═════ MATERIAL FOR THIS EXERCISE
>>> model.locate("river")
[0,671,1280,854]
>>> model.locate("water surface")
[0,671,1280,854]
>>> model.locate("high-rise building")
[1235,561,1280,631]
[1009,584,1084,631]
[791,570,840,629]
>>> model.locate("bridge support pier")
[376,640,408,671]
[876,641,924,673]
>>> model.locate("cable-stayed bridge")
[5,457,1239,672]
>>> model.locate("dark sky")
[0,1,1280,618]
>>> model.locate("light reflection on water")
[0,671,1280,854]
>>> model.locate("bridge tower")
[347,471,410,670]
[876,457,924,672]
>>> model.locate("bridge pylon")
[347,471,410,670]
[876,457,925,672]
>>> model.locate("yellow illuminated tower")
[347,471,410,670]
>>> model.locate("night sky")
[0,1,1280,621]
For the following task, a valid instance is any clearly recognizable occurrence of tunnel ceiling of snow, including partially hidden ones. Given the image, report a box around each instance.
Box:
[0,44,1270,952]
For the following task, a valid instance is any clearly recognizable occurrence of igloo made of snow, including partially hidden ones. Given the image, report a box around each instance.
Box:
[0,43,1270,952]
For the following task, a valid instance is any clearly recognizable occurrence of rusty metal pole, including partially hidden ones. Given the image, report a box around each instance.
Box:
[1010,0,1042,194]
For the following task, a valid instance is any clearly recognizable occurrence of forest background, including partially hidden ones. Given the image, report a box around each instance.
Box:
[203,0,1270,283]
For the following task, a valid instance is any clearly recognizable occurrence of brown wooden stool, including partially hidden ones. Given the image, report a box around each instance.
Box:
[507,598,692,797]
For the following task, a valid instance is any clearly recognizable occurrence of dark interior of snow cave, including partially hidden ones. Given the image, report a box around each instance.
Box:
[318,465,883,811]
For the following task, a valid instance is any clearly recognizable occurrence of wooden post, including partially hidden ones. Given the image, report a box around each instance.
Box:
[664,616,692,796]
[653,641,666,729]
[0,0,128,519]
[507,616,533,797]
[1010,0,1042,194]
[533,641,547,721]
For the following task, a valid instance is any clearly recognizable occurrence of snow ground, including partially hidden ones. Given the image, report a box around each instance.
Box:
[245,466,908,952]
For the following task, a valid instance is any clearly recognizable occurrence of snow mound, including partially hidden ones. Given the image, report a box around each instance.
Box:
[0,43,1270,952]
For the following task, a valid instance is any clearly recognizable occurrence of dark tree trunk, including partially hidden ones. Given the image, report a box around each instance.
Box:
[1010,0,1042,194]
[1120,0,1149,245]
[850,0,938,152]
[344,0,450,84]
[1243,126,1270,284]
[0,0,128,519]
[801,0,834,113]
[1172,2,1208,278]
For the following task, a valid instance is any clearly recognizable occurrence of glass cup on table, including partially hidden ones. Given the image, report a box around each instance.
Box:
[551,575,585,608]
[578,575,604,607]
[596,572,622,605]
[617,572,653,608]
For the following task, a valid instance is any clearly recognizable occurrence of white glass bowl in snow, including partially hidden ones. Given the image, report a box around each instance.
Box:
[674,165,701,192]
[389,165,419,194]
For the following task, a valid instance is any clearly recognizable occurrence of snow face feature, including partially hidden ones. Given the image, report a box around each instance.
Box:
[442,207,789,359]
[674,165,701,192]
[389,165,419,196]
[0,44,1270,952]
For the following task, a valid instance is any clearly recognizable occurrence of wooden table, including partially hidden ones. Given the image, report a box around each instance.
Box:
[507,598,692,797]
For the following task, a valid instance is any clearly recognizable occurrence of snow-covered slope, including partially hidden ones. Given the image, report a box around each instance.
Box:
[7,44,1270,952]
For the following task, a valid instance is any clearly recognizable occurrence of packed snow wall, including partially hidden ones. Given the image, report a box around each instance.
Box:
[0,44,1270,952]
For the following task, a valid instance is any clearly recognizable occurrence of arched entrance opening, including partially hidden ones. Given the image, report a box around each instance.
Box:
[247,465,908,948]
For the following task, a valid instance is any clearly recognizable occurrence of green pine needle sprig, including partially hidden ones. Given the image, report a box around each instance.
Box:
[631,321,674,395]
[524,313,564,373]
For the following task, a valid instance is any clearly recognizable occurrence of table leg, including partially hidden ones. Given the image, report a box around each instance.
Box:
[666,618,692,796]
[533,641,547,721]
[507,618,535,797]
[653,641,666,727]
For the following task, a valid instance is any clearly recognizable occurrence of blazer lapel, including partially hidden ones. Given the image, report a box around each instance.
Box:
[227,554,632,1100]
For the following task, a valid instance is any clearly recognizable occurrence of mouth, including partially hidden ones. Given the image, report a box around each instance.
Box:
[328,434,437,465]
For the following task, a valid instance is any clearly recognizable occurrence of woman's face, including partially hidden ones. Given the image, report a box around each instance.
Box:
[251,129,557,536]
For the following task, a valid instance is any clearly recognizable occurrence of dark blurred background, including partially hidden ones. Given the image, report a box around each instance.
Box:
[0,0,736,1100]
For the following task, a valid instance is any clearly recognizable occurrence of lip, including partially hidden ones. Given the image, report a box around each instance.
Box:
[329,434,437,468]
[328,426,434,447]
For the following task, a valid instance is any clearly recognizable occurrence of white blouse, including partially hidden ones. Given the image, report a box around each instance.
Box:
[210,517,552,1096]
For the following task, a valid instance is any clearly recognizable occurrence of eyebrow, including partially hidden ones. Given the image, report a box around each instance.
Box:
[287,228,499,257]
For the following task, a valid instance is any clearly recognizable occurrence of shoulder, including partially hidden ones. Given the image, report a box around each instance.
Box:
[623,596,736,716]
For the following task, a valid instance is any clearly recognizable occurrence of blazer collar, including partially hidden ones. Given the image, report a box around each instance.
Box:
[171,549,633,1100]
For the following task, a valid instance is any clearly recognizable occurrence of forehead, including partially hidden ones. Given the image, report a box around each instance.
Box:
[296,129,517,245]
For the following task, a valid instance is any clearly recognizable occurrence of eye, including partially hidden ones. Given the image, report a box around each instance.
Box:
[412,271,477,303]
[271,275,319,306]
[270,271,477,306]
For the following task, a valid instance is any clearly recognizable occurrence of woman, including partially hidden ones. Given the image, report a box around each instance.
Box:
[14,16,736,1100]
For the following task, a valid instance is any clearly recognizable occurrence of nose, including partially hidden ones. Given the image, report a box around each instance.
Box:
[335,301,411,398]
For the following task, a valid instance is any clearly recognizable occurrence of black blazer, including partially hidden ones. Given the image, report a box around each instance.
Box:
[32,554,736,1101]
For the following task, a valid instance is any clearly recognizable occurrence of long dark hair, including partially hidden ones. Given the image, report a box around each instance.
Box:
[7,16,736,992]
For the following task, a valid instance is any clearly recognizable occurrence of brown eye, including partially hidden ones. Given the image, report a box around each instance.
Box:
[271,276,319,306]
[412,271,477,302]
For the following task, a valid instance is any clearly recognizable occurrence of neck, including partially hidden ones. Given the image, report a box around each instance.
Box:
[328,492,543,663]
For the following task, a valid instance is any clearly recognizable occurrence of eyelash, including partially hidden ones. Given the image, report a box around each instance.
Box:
══════════
### WHAT IS BEING ASKED
Reproduce every one of the rows above, line for line, without changing a single character.

### RESPONSE TO THIS TASK
>>> model.locate("river")
[0,671,1280,854]
>>> model.locate("water surface")
[0,671,1280,854]
>>> model.locate("high-rise building")
[1235,561,1280,631]
[1009,584,1084,631]
[791,570,840,629]
>>> model.locate("bridge support pier")
[376,640,408,671]
[876,641,924,673]
>>> model.locate("cable-stayed bridge")
[5,457,1239,672]
>>> model.locate("dark sky")
[0,1,1280,618]
>>> model.locate("light reflection on water")
[0,671,1280,854]
>>> model.locate("bridge tower")
[347,471,410,670]
[876,457,924,672]
>>> model.locate("bridge pylon")
[347,471,410,670]
[876,457,925,672]
>>> model.locate("yellow illuminated tower")
[347,471,410,670]
>>> model.locate("night sky")
[0,1,1280,621]
For the following task, a valid instance is any clearly recognizable occurrence of tunnel ceiling of snow, including partially hidden ones. Given the image, report a box around each instance.
Box:
[0,44,1270,952]
For the following task, a valid instance is any clearly recognizable occurrence of igloo made of snow, including partially hidden ones. Given the image, report a box around each instance.
Box:
[0,43,1270,952]
For the following task, a valid instance is any clearly recognizable occurrence of rusty metal pole, including partially hidden ones. Given the image, report a box around each instance.
Box:
[1010,0,1042,194]
For the following task, a valid instance is any clearly recognizable occurrence of forest background, including partially hidden ones. Given the image, report a box around each instance.
Box:
[203,0,1270,283]
For the following task, a valid instance is any clearly recognizable occurrence of brown wooden stool, including partially hidden ones. Given the image, report a box around each instance.
Box:
[507,598,692,797]
For the following task, a valid instance is any clearly recognizable occurrence of dark interior of snow cave, including partially hidden ones. Given the image, report a box around each instance.
Box:
[318,465,883,811]
For the following task, a valid instance is any clearly recognizable occurrence of wooden post, including partially hidden ones. Given the image, report a box around each instance.
Box:
[664,616,692,796]
[653,641,666,729]
[0,0,128,519]
[507,616,533,797]
[1010,0,1042,194]
[533,641,547,721]
For the following task, a valid instance is any clearly recognizable occurrence of snow ground, including partially hidden ones. Given the image, report a box around each instance.
Box:
[245,466,908,952]
For the following task, a valid instance is any clearly recognizable occurrence of snow mound, including partially hidden ones. Given the image, report a box around each instance.
Box:
[0,43,1270,952]
For the following task, a valid instance is any clearly recognizable occurrence of dark tree trunk, including partially hidden ones. Given the image, report a box around each instance.
Box:
[1010,0,1042,194]
[1120,0,1149,245]
[850,0,938,152]
[344,0,450,84]
[1243,126,1270,284]
[0,0,128,519]
[801,0,834,113]
[1172,2,1208,278]
For the following task, a valid instance is any clearly recognizable occurrence of glass cup on table, including partially hidden ones. Given the image, report a box around each instance.
Box:
[551,575,585,608]
[578,575,604,607]
[596,572,622,605]
[617,572,653,608]
For the following task, a valid instance is any clearly recognizable occurrence of white glass bowl in snow, including partially hidden ones. Given the image, report a box around each instance.
Box:
[674,165,701,192]
[389,165,419,194]
For the following task, a valid instance is any clearly recognizable occurrence of snow face feature, including partially hidden ones. Given the image, report a box around each instance.
Box:
[442,207,789,359]
[674,165,701,192]
[389,165,419,196]
[0,44,1270,952]
For the following task, a valid instance is any clearly recognizable occurrence of wooden table, including partially hidden ones. Given the image, report a box around each instance.
Box:
[507,598,692,797]
For the following task, a valid instance is any clearly recognizable occurrence of snow-covered slope, including partially hidden ones. Given the image, report a box around each instance.
Box:
[7,44,1270,952]
For the following task, a valid instance is any clearly recognizable occurrence of packed snow wall, including partially hidden ones. Given the image, report a box around each instance.
Box:
[0,44,1270,952]
For the following task, a valid instance is any clearly recognizable occurrence of arched entrance opening, including partially hidden ones. Given the image, report a box around each instance.
Box:
[247,465,908,948]
For the following task, a valid instance is any clearly recognizable occurrence of green pine needle sprig, including partially hidden ones. Given the image, report a box around each instance.
Box:
[631,321,674,395]
[524,313,564,373]
For the following task, a valid instance is any clearly recognizable occurrence of table leg, including partially hidden ones. Given the image, report a box around each instance.
Box:
[666,618,692,796]
[533,641,547,721]
[507,618,535,797]
[653,641,666,727]
For the following task, a valid instance is any clearly recognizable occurrence of blazer lapel, including partially hidden ones. Given the image, report a box around each instance.
Box:
[227,554,632,1100]
For the following task, a valid instance is any clearly recognizable occurrence of mouth, including partially hidden ones. Given the image, report a box around each instance.
Box:
[328,434,437,465]
For the following task, a valid instance is any clearly recognizable occurrence of woman's face, including partially hidden ones. Given the image, report a box around each instance.
Box:
[251,129,557,536]
For the following task, a valid instance is any clearly recognizable occurrence of dark blurred background, including partially hidden ones. Given the image, report a box around each instance.
Box:
[0,0,736,1100]
For the following task, a valid instance is any clearly recognizable occurrence of lip, including partially hidden ones. Given the image, report a box around each instance.
Box:
[329,434,437,468]
[328,426,434,447]
For the following task, a valid instance is any clearly recognizable occurrence of white blouse, including partially hidden ones. Given the image, report a box around each instance.
Box:
[210,517,552,1096]
For the following task, a valid instance is any clearly recognizable occurrence of eyebrow, including partially hidden ones. Given the image, report a box around each instance.
Box:
[287,228,499,257]
For the following task, a valid instance is any clearly recognizable occurrence of shoulder, including partially hidden ones. Given the image, report a box around each instance.
Box:
[623,596,736,716]
For the following task, a valid instance is any clearly recognizable occurrence of blazer collar, including partially hidden ones. Given the image, report a box around each instance.
Box:
[171,549,633,1100]
For the following task, a valid instance is any clearly recognizable occurrence of forehead, including partially hidden ones. Given the image, report a box around each instance.
Box:
[296,129,517,245]
For the following task, a valid instance is any clearly recognizable occurrence of eye, including partially hidden ones. Given the image, report a box around each instance.
Box:
[412,271,477,303]
[271,275,319,306]
[270,271,477,306]
For the following task, a valid instance is any clearly recognizable occurrence of woman, including partially hidden ones. Given the image, report a box around each instance.
Box:
[14,16,736,1100]
For the following task, a valid instance is any clearly recognizable occurrence of nose, including partially hidden ones. Given the image, report a box around each instance.
Box:
[335,301,411,398]
For the following task, a valid instance is any clearly recognizable occurrence of black blazer, including partially hidden ones. Given the image, report a box around each instance.
Box:
[32,554,736,1101]
For the following task, a valid instance is any clearly recognizable occurrence of long dark hair, including partially hidden ones. Given the image, report a box around each instance.
Box:
[7,16,736,992]
For the following task, a valid instance is any clearly recognizable occurrence of brown eye, including partially hidden ones. Given the image, report a box around each instance.
Box:
[271,276,319,306]
[412,271,477,302]
For the following task, a valid instance is any clearly recognizable occurrence of neck, including partially hidden ones. Given the image, report a box around each instance.
Box:
[328,492,543,663]
For the following task, a valid instance is any clearly recognizable occurrence of eyelash, including partially hidden ones. Given the image, report a box around each instance.
Box:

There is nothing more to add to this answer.